What you should do:
Without copying any picture, return all lines below exactly.

------------

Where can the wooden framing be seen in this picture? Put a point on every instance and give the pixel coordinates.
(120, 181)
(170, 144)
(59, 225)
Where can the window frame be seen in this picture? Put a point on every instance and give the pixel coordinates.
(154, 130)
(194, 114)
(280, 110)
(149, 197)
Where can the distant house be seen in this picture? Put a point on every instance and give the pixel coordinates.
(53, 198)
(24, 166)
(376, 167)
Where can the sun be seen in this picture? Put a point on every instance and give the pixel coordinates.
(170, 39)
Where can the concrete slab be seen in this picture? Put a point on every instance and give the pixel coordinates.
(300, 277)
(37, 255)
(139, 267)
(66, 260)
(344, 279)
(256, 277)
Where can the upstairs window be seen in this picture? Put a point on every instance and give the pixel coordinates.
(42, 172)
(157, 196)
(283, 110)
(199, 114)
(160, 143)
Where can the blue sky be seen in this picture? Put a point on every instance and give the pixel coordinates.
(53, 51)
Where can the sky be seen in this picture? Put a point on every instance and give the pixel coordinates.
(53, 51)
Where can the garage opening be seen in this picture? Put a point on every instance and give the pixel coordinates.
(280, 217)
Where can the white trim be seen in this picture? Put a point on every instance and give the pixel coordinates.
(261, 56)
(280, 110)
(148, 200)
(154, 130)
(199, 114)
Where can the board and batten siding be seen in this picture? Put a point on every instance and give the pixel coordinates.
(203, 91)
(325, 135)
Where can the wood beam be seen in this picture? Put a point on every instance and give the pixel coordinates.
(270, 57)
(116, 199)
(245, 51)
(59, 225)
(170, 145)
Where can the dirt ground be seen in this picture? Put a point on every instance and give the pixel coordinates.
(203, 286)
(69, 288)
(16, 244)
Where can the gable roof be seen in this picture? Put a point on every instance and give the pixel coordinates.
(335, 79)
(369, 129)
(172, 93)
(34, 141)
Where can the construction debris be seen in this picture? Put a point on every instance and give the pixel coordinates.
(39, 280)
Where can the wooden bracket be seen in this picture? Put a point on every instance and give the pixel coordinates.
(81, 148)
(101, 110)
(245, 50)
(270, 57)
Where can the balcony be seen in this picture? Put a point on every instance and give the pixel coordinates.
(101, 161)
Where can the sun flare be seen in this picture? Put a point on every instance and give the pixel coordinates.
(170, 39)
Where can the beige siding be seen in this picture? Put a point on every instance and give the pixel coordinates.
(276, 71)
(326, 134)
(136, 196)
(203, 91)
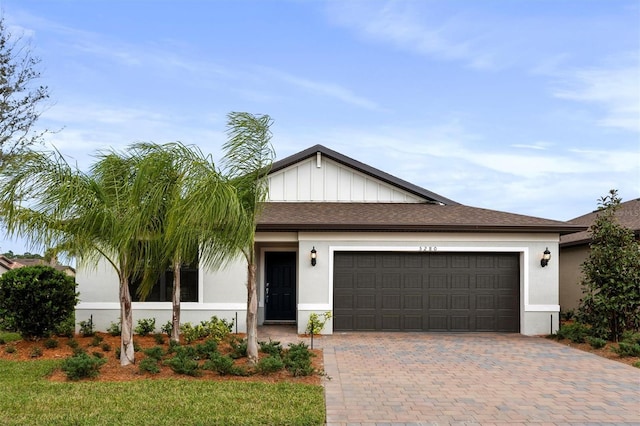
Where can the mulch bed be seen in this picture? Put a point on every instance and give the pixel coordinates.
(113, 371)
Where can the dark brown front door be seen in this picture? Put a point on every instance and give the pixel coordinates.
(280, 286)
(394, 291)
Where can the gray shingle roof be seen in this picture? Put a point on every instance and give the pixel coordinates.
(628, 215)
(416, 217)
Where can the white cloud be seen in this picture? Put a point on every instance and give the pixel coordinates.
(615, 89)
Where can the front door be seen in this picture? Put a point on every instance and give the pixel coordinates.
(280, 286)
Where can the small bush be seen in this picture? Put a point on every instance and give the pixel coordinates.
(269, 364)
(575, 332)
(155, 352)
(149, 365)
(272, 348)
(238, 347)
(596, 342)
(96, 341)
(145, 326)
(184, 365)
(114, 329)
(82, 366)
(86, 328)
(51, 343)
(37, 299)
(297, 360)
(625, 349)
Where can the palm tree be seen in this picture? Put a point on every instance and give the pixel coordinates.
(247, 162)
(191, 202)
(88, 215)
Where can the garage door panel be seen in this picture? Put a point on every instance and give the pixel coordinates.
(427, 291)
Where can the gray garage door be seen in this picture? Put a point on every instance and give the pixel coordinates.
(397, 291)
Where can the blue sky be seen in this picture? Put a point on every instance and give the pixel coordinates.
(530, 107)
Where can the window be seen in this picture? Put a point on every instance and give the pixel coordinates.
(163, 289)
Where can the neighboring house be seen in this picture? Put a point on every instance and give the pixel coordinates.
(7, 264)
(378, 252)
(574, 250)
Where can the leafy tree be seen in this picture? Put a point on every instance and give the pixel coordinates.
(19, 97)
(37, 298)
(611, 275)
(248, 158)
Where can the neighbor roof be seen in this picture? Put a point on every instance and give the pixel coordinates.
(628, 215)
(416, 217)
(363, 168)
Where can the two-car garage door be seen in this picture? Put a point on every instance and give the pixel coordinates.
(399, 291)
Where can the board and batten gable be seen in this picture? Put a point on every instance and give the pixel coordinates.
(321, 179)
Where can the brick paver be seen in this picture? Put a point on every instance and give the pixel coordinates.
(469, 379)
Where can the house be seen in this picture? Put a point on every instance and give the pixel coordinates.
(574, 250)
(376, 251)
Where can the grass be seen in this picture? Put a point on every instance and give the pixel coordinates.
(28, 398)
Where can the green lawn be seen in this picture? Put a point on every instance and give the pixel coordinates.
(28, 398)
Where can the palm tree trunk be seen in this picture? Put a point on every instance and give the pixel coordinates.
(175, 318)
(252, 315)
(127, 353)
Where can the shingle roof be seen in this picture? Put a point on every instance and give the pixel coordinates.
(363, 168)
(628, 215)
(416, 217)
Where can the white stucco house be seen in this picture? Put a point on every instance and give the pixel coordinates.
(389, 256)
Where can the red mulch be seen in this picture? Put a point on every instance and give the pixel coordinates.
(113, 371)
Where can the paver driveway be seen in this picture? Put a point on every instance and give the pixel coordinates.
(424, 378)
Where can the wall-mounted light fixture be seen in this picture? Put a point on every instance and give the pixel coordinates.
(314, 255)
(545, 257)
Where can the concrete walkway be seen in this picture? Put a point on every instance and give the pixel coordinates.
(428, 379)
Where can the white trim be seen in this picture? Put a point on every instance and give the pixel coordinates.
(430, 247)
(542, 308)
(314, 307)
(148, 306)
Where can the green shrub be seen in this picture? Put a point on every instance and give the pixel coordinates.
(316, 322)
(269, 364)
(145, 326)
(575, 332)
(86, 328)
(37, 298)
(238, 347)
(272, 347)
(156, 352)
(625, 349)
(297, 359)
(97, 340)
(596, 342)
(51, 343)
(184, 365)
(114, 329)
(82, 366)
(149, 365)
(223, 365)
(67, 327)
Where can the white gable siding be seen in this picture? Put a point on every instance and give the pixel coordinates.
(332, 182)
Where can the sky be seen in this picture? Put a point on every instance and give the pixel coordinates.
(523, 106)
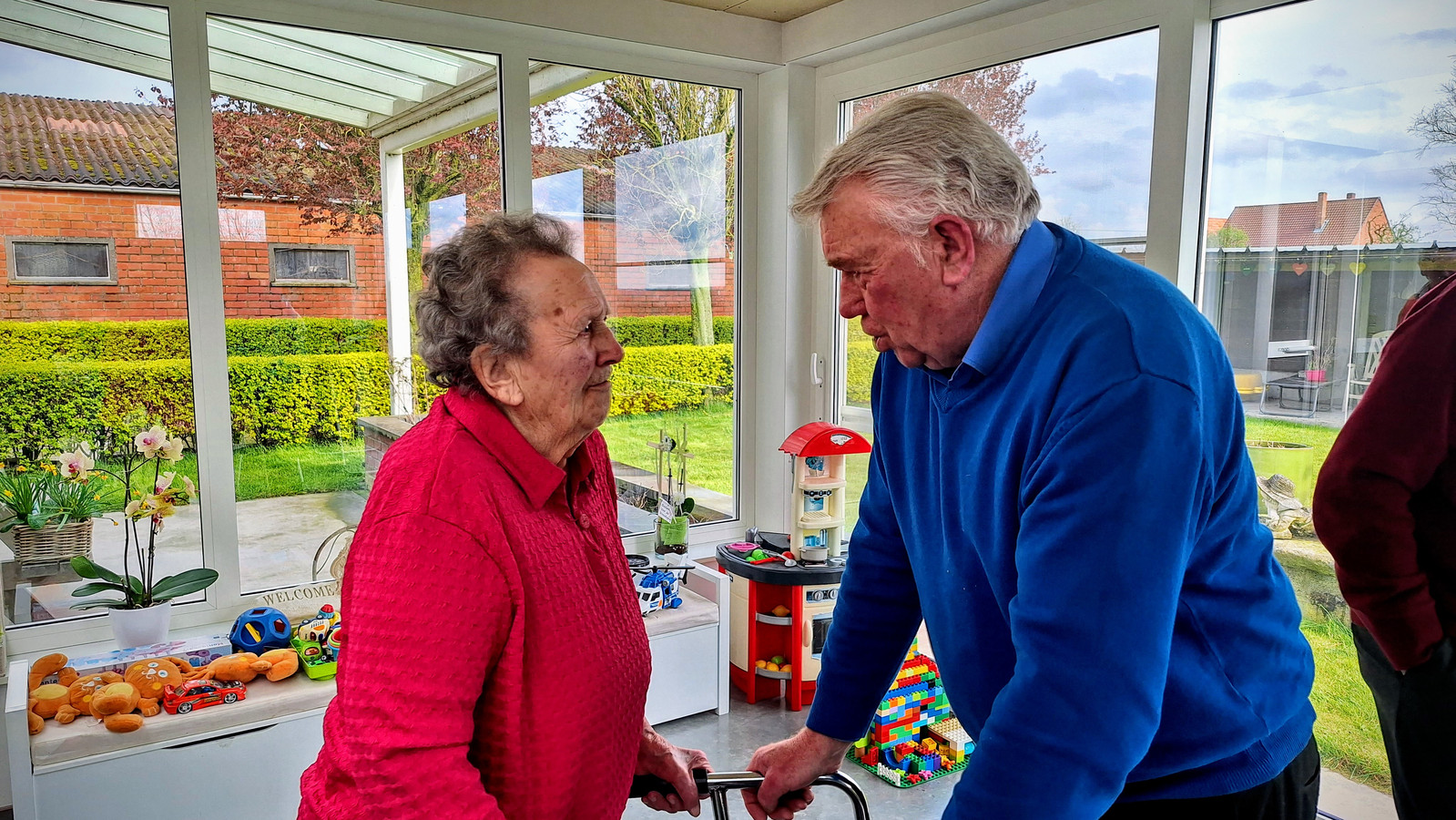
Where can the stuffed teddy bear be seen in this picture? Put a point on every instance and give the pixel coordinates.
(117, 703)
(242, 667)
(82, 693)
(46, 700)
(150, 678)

------------

Exercise output:
Where can the wooden framing be seen in this picture? Put a point on every instance and give the pixel coordinates.
(120, 181)
(170, 144)
(59, 225)
Where can the window frame be seen in this picture? Put a point on every instance and give the pixel coordinates.
(154, 130)
(194, 114)
(280, 110)
(149, 197)
Where can the distant house be seen in this picture? Put a point on every instance and give the pixel coordinates.
(53, 198)
(24, 166)
(376, 167)
Where can the sun be seen in this picture? Put a point on every instance and give the pixel coordinates.
(170, 39)
Where can the concrete slab be seen in this picture? Put a point on every instance and give the pixel coordinates.
(300, 277)
(37, 255)
(139, 267)
(66, 260)
(344, 279)
(256, 277)
Where can the upstairs window be seen in this picture? Put a point on every instance and give the pixel coordinates.
(42, 172)
(157, 196)
(283, 110)
(199, 114)
(160, 143)
Where can the blue sky be seen in this picture? Put a point on every instance and give the pixel coordinates.
(53, 51)
Where can the sky be seen in this picture? Put a point on every instance and give the pixel coordinates.
(53, 51)
Where can the garage opening be seen in this picture? Put a point on every instance and give the pixel coordinates.
(280, 217)
Where can the white trim be seen in this picture? Put a point on every instance and give the pixel coordinates.
(261, 56)
(280, 110)
(148, 200)
(154, 130)
(199, 114)
Where can the board and batten siding be seen in this picture? Put a point on every instance and give the pixel coordinates.
(203, 91)
(325, 135)
Where can the wood beam be seen in this picture? Put a point on every instance and give the pixel coordinates.
(270, 57)
(116, 199)
(245, 51)
(59, 225)
(170, 145)
Where can the dirt ground be seen in this picture? Put a point on every instance and give the pixel coordinates.
(203, 286)
(69, 288)
(16, 244)
Where can the gable roof be seen in this picture? Put a point on every instance and give the pixel coordinates.
(335, 79)
(369, 129)
(172, 93)
(34, 141)
Where can the construction debris be seen in this picture? Put a point on every instance and give the pixel coordinates.
(39, 280)
Where can the wooden bracket be seen in this picture? Put a point on every instance and give the pixel coordinates.
(81, 148)
(101, 110)
(245, 50)
(270, 57)
Where can the balcony be seen in this picture? Put a point on every instance and give the pixel coordinates.
(101, 161)
Where can the sun flare be seen in this picture? Put a point on every instance and give the pixel coordinates.
(170, 39)
Where can the beige siding be seen in this picture? Put a point on every instance and give the pixel coordinates.
(276, 71)
(326, 134)
(136, 196)
(203, 91)
Where can the mulch bed be seen in this picture? Put a point on every instance and give the pixel coordinates.
(113, 371)
Where can the dark brown front door be seen in this picture? Put a point on every instance and give the pixel coordinates.
(280, 286)
(394, 291)
Where can the gray shingle roof be seen in this picture? Put a point on every instance and give the pixel coordinates.
(628, 215)
(416, 217)
Where can the white cloud be seen in this picture? Put a point on every instance and give the pixel coordinates.
(615, 89)
Where can the front door be seen in this picture? Put a point on every instance and give the pixel coordinates.
(280, 286)
Where can the small bush be seen in this picture? Put a point on every instance and give the pixel coordinates.
(269, 364)
(575, 332)
(155, 352)
(149, 365)
(272, 348)
(238, 347)
(596, 342)
(96, 341)
(145, 326)
(184, 365)
(114, 329)
(82, 366)
(86, 328)
(51, 343)
(37, 299)
(297, 360)
(625, 349)
Where can the palm tree be seen in this picture? Put a point on every instance and give the pixel coordinates.
(247, 162)
(191, 202)
(88, 215)
Where can the garage door panel be seen in this picture? Put a point on every instance and give the pixel coordinates.
(427, 291)
Where can the gray garage door be seen in this picture? Put a point on every instance and give the pixel coordinates.
(397, 291)
Where can the blue sky be seen in this picture? Put a point on every instance and give the pixel coordinates.
(530, 107)
Where can the window be seen in this picture? Put a point on every instance and give the pixel coordinates.
(163, 289)
Where can the neighboring house be seen in this picture? Put a point on every instance and give the pixel coordinates.
(7, 264)
(378, 252)
(574, 250)
Where can the leafy tree be seen in this picture? Put a point on every instance and give the pixel coordinates.
(19, 97)
(37, 298)
(611, 275)
(248, 158)
Where can the neighbor roof be seen in this picture? Put a point on every instance and give the pixel coordinates.
(628, 215)
(416, 217)
(363, 168)
Where can the two-car garage door be seen in this picture? Put a point on every instance and give the pixel coordinates.
(399, 291)
Where can the board and batten gable be seen in this picture? Put a point on every instance and give the pixel coordinates.
(321, 179)
Where can the brick paver be seen in this picture? Put a point on every instance and give the pixel coordinates.
(469, 379)
Where can the house be seen in this picture? Put a point on every instance and give the pixel coordinates.
(574, 250)
(376, 251)
Where can the grass be seen in this picture? Put a point on every instance and give the pixel coordinates.
(28, 398)
Where can the green lawn be seen in this picture? Put a point on every instance and give the pixel coordinates.
(28, 398)
Where can the palm tree trunk be seen in this picture? Put a point on every instance and give the pixel coordinates.
(175, 318)
(252, 315)
(127, 353)
Where can the shingle roof be seen in this picture? Put a point on every instance and give the pixel coordinates.
(363, 168)
(628, 215)
(416, 217)
Where can the white stucco house be seen in this picture? Put a point on every instance and give the pixel coordinates.
(389, 256)
Where can the red mulch be seen in this picture? Put a point on every instance and give the pixel coordinates.
(113, 371)
Where can the paver driveway be seen in this picture? Put a point on every instance and give the pixel coordinates.
(424, 378)
Where can the wall-mounted light fixture be seen in this picture? Put a point on every instance and give the pixel coordinates.
(314, 255)
(545, 257)
Where can the concrete walkway be seen in this picture? Put a point on every instance and give the pixel coordinates.
(428, 379)
Where can the white trim be seen in this picture? Put a point on every instance and give the pixel coordinates.
(430, 247)
(542, 308)
(314, 307)
(148, 306)
Where can the green shrub be seen in this picture? Put a point on every instance and give the pixel coordinates.
(316, 322)
(269, 364)
(145, 326)
(575, 332)
(86, 328)
(37, 298)
(238, 347)
(272, 347)
(156, 352)
(625, 349)
(297, 359)
(97, 340)
(596, 342)
(51, 343)
(184, 365)
(114, 329)
(82, 366)
(149, 365)
(223, 365)
(67, 327)
Where can the white gable siding be seen in this picture? Put a point on every instance and give the pixel coordinates.
(332, 182)
Where can the sky be seen in this picture? Put a point on every instance and give the pixel coordinates.
(523, 106)
Where can the stuffed teddy bear be seen in this picture? Put a point on every instance and give the pixel coordinates.
(117, 703)
(242, 667)
(82, 693)
(46, 700)
(150, 678)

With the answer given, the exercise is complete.